[DATA FOR REVIEW — start]

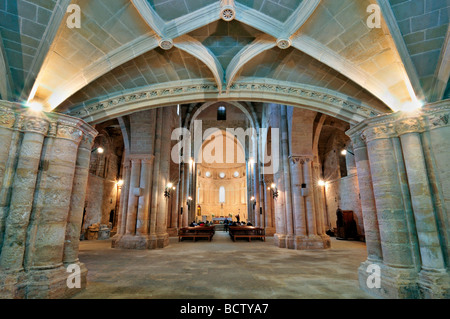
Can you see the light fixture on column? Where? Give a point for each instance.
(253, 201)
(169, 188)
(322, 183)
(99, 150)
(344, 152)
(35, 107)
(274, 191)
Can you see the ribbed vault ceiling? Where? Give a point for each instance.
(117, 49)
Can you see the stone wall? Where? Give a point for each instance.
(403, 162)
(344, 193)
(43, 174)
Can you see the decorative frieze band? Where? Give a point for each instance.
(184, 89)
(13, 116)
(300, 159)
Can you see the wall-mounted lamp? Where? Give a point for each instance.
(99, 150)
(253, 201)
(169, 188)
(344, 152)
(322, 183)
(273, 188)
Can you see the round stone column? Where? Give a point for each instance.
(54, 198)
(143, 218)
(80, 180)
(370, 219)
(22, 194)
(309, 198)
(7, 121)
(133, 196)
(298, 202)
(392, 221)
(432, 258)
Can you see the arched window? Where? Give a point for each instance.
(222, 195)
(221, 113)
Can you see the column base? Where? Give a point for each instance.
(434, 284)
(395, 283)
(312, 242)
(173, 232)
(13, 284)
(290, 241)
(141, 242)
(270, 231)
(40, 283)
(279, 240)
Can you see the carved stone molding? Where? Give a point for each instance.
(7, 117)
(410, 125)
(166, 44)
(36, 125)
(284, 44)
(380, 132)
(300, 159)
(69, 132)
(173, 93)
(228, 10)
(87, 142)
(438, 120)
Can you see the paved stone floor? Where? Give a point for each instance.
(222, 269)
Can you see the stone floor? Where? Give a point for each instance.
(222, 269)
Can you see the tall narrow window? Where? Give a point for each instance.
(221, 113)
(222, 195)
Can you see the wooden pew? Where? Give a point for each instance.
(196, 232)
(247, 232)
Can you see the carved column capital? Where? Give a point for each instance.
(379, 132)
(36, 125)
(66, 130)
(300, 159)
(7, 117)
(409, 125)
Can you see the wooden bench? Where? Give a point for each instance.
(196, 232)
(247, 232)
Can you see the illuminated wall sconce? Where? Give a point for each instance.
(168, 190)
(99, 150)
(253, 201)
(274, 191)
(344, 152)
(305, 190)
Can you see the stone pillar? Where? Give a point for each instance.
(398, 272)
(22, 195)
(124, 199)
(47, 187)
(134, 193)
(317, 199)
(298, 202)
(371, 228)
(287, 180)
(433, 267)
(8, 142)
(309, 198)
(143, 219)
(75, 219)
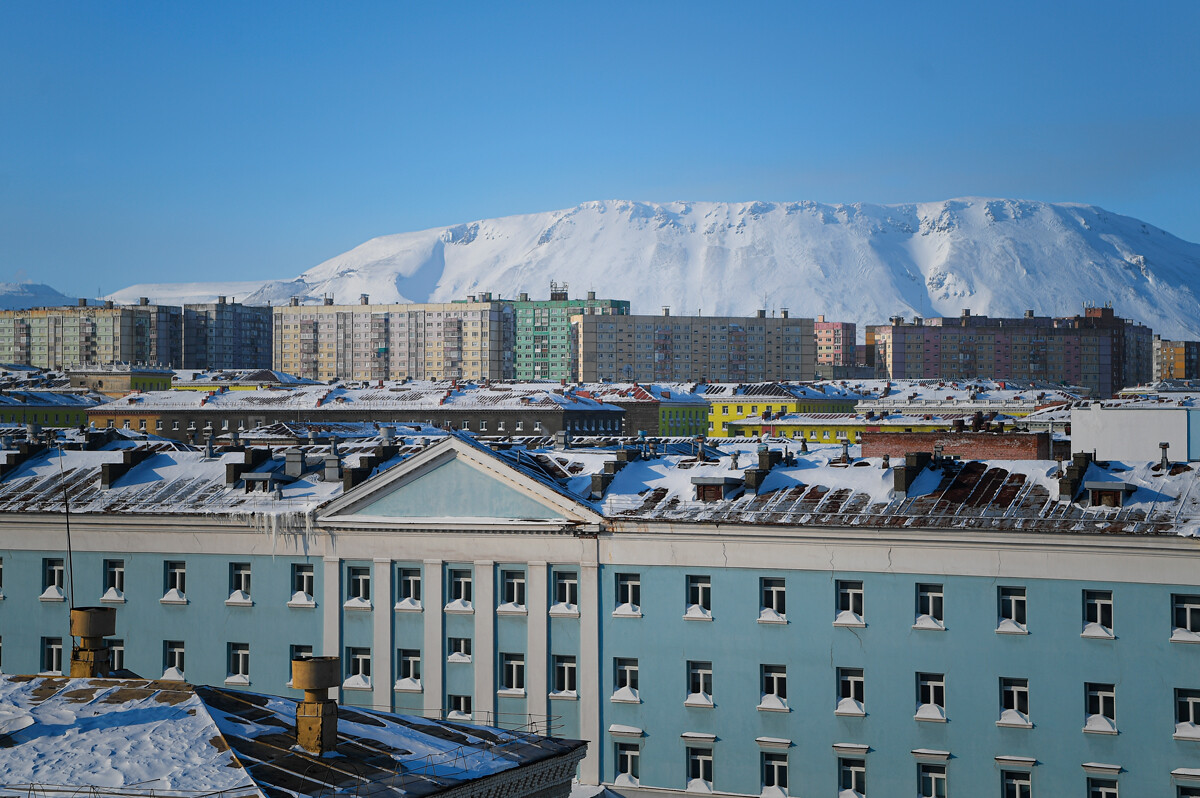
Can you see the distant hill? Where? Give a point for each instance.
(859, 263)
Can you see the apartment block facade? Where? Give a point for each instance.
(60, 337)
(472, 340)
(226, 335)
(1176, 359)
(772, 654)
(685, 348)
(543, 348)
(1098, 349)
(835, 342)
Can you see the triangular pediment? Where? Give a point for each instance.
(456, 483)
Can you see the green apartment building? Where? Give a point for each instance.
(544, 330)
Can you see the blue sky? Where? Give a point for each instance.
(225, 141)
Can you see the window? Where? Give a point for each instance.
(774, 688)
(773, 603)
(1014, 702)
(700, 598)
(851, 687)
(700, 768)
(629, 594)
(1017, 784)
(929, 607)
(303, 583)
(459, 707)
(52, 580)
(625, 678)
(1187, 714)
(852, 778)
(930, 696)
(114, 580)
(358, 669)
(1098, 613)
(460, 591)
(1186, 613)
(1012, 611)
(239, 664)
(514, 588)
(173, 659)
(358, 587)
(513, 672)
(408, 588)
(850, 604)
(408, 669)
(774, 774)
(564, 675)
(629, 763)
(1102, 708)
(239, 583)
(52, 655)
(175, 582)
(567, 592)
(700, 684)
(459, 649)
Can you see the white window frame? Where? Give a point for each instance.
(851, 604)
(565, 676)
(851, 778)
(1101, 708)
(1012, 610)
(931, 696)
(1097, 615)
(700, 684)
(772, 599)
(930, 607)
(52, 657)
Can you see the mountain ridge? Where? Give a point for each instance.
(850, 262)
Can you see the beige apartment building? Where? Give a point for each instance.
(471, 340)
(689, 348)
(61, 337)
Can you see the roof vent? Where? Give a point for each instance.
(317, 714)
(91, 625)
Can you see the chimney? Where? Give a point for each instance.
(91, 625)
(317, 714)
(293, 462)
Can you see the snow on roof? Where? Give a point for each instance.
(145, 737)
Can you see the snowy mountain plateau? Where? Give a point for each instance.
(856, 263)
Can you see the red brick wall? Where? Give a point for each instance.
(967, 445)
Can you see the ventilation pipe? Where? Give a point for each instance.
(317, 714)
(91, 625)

[DATA FOR REVIEW — finish]

» WORK REQUIRED
Once the line containing "Can you see the chimney?" is found, output it and each line after it through the end of the listing above, exactly, with nothing else.

» OUTPUT
Can you see the chimney? Where? Give a point for each instance.
(91, 625)
(317, 714)
(293, 462)
Can you see the snow on roof? Where? Give a point for each instance.
(145, 737)
Can you see the snowy mountain plateau? Where? Give a point for each instance.
(856, 263)
Can you see the red brick wall? Where? Give a point for each instance.
(967, 445)
Can you see the ventilation pipe? Where? Give a point for each instance.
(317, 714)
(91, 625)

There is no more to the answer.